● Text segment

■ ■ ■ ■ ■

We review the district court's findings of fact for clear error and its conclusions of law de novo. Tosco Corp. v. Koch Indus., Inc., 216 F.3d 886, 892 (10th Cir. 2000). We review the district court's evidentiary rulings for an abuse of discretion. Faulkner v. Super Valu Stores, Inc., 3 F.3d 1419, 1433 (10th Cir. 1993). To the extent that appellants' arguments seek a review of the sufficiency of the evidence or otherwise require a review of the trial transcript, those arguments are deemed waived by appellants' failure to provide us with a transcript of the trial, as required by Fed. R. App. 10(b)(1), (2) and 10th Cir. R. 10.1(A)(1). E.g., United States v. Vasquez, 985 F.2d 491, 495 (10th Cir. 1993) ("By failing to file a copy of the trial transcript as part of the record on appeal, the appellant waives any claims concerning the sufficiency of the evidence at trial.").
We have carefully reviewed each of appellants' claims and, based upon the parties' briefs, the record, and the pertinent law, we conclude that the district court did not commit reversible error, with the exception of the two points on which the United States concedes error. The district court's orders are, therefore, reversed only as to those two points.
On our view, only appellants' challenge concerning the government's fraudulent conveyance claims warrants further explication. The district court found the following pertinent facts. The taxpayers purchased the three parcels of property at issue in 1965, 1976, and 1983, respectively. By March 30, 1983, the taxpayers had deeded each of the properties to the Universal Church of Taurus, a sham church they created and used for the purposes of evading taxes. On March 31, 1988, the taxpayers deeded each of the properties to their son Gary by special warranty deed. On April 7, 1988, the taxpayers, individually and as trustees of the church, and Gary and Vicki Spence, as trustees of the church, deeded each property to Gary by special warranty deed.
The United States sought to set aside these conveyances, arguing that they were fraudulent under New Mexico law. The United States relied upon New Mexico's Uniform Fraudulent Conveyances Act ("UFCA"), N.M. Stat. Ann. §§ 56-10-1 to -13 (repealed), which was in effect at the time the transfers were made. New Mexico repealed its UFCA effective June 16, 1989, and replaced it with the Uniform Fraudulent Transfer Act ("UFTA"), N.M. Stat. Ann. §§ 56-10-14 to -25. See 1989 N.M. Laws ch. 382, § 13. The UFTA was the law in effect when the United States filed suit in June 1998.

■ ■ ■ ■ ■

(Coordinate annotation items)

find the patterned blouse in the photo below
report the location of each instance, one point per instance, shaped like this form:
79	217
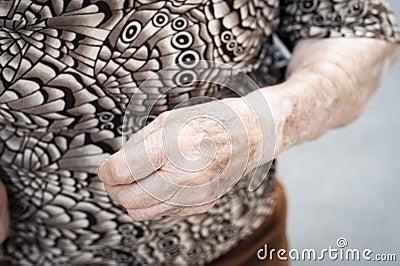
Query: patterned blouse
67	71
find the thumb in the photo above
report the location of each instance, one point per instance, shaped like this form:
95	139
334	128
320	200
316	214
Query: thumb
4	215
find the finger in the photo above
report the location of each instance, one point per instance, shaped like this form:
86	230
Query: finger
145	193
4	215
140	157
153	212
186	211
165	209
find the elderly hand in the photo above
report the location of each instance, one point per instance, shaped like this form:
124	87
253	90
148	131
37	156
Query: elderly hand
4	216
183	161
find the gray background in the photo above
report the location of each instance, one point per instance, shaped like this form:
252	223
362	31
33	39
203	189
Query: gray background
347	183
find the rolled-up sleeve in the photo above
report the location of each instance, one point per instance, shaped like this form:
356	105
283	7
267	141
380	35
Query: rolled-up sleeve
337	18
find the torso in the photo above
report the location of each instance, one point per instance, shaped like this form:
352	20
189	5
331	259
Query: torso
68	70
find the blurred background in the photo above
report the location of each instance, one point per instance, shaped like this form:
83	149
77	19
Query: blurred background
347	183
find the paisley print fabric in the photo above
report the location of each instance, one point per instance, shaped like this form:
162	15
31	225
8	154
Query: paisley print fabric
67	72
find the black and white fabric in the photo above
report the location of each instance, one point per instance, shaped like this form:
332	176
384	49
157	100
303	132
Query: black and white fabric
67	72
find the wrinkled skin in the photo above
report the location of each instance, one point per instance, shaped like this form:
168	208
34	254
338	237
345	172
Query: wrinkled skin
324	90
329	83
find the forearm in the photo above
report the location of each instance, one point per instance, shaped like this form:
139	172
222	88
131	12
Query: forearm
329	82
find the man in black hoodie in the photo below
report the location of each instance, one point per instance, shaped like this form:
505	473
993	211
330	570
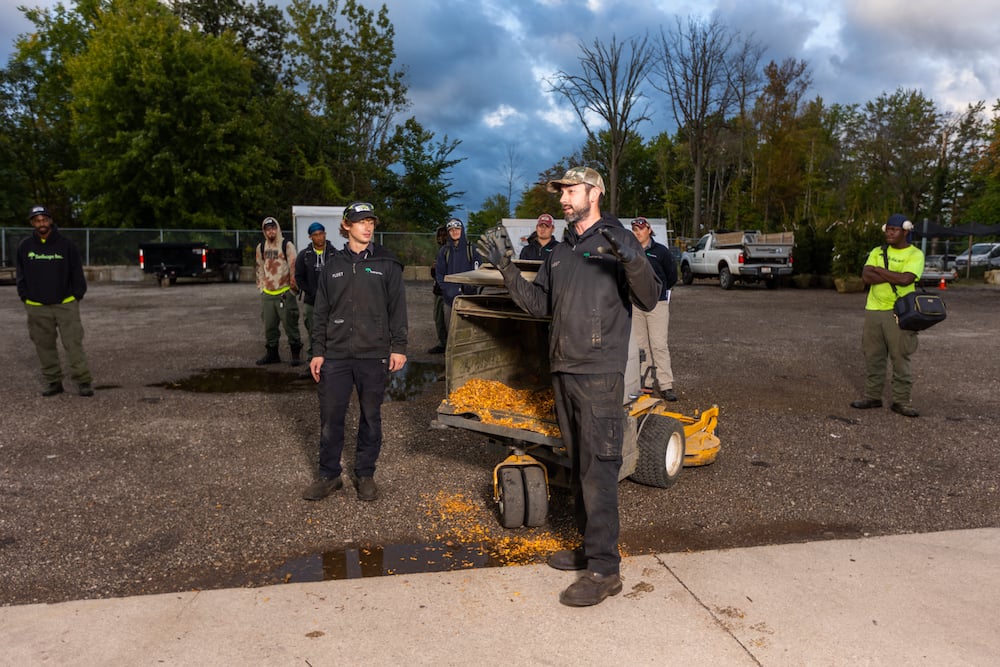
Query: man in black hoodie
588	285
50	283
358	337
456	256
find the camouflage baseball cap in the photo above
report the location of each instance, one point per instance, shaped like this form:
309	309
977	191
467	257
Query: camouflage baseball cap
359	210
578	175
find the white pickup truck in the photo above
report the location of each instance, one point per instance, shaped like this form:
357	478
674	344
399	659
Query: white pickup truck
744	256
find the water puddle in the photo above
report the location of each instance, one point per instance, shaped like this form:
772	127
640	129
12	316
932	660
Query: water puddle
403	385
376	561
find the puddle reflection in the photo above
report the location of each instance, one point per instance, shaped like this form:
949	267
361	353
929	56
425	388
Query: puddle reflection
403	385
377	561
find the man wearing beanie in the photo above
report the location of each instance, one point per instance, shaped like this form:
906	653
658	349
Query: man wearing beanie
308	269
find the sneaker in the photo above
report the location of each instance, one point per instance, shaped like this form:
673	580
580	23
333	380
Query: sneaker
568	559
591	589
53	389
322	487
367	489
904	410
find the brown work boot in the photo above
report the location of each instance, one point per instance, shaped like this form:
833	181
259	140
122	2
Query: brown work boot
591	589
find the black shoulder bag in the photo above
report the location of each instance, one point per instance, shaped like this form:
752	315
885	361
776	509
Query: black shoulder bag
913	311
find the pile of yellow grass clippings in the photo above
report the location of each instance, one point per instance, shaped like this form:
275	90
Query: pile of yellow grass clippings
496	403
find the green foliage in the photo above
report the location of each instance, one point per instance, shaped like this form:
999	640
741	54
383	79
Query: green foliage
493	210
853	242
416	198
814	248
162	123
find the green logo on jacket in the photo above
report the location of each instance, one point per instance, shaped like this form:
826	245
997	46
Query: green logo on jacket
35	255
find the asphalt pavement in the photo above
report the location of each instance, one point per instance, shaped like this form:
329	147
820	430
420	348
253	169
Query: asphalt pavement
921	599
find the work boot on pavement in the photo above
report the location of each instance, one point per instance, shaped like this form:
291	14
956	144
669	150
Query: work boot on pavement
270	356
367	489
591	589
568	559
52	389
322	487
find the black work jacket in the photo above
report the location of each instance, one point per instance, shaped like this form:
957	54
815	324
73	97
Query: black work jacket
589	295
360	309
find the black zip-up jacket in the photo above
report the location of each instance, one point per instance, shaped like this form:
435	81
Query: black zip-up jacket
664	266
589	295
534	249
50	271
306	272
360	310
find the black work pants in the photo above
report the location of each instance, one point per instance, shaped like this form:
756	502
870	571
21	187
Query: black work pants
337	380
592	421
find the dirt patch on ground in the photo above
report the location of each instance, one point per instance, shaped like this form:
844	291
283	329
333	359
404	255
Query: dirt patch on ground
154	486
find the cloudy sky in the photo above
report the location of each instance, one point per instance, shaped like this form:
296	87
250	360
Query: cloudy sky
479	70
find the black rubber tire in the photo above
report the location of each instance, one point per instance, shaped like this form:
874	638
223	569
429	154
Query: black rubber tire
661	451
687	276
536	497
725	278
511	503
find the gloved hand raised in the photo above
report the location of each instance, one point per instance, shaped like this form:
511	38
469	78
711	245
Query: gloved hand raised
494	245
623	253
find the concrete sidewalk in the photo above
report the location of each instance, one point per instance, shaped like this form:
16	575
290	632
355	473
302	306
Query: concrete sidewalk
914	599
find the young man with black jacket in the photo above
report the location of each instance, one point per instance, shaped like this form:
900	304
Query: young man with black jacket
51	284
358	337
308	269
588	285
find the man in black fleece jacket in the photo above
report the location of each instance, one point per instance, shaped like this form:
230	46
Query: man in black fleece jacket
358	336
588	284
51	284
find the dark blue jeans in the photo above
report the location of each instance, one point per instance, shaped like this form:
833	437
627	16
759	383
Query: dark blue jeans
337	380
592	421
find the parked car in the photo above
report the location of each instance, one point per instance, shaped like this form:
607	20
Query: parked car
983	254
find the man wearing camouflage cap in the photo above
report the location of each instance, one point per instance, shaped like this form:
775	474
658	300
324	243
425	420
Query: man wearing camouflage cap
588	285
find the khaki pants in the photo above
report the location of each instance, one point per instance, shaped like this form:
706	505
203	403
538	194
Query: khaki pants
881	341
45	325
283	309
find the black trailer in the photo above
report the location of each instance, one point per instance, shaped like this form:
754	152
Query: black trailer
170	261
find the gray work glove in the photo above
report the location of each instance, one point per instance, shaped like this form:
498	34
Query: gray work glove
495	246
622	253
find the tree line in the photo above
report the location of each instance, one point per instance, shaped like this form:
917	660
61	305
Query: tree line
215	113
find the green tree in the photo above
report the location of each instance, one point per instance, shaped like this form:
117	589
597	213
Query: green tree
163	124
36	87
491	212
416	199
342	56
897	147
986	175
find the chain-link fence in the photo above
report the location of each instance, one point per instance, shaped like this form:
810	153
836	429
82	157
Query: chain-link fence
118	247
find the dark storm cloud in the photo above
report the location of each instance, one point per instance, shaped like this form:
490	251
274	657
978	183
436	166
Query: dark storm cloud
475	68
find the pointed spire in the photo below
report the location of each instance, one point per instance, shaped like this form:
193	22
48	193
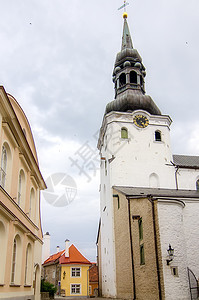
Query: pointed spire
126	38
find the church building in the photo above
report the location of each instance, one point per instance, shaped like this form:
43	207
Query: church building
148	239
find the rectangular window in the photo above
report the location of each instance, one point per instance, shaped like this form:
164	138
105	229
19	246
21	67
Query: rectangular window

■ ■ ■ ■ ■

● What this exercise asks
- A) According to the court opinion excerpt, what was the name of the sham church the taxpayers created to evade taxes?
- B) Continue the court opinion excerpt on the fraudulent conveyance claims from the point where it stops.

● Responses to the tasks
- A) The Universal Church of Taurus.

- B)
The district court concluded that the UFCA, not the UFTA, properly applied to the United States' claims because the UFCA was the law in effect at the time of the conveyances. The court further concluded, however, that it mattered little which statute applied, because appellants' conduct was fraudulent under either statute and there was no material difference between the two statutes.
Appellants do not challenge the district court's findings that their conduct was fraudulent under either statute. Rather, they challenge the court's conclusions that the UFCA applied to the United States' claims and that there is no material difference between the two statutes. In particular, they argue that the UFTA contains a claim-extinguishment provision that differs significantly from the provisions of the UFCA, and that this provision extinguished the United States' fraudulent conveyance claims before it filed suit.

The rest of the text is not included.